● **Text**:
=======

Tuesday, July 08, 2014
Sermon - John 3:1-15
An audio podcast of this sermon is available here.
Today’s gospel reading is John 3:1-15, but I think the best way to unpack this passage is to incorporate it into my comments:
Today’s gospel reading is John 3:1-15, but I think the best way to unpack this passage is to incorporate it into my comments:
There was a man
from the Pharisees named Nicodemus, a ruler of the Jews. This man came to Him
[Jesus] at night and said, “Rabbi, we know that You have come from God as a
teacher, for no one could perform these signs You do unless God were with him.”
(Holman Christian Standard
Bible)
Extra-biblical
literature tells us of two first century Jewish Nicodemus’s, both belonging to
the Gurion family. The portrait of Nicodemus in John corresponds well with what
is know of this family. John’s Nicodeumus might well have been uncle to one
Naqdimon ben Gurion mentioned in the Talmud.
Nicodemus comes
to Jesus at night. This has often been interpreted as a secret assignation, but
may simply refer to the natural time for Torah study. Either way, Nicodemus had
seen the miraculous signs and he wants a better understanding of the message to
which those signs point.
Many find
themselves in Nicodemus’s sandals; intrigued but baffled by Jesus, needing time
to get to grips with his message, but willing to spend that time because they
see enough about Jesus to think that time spent trying to understand him will
be time well spent.

=======

● **Material provided**:

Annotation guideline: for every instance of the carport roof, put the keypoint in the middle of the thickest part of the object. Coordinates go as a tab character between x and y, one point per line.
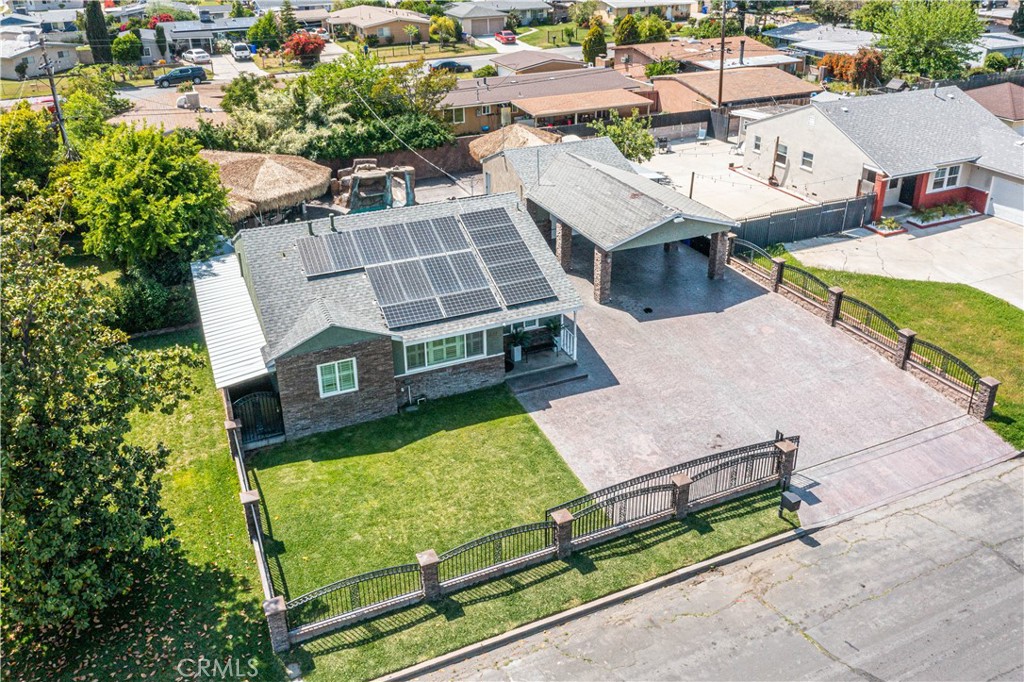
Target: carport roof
612	207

=======

● **Description of the task**:
According to the sermon, which family did the two first-century Jewish men named Nicodemus belong to? The material after the sermon comes from a separate source.

● **Solution to the exercise**:
The Gurion family.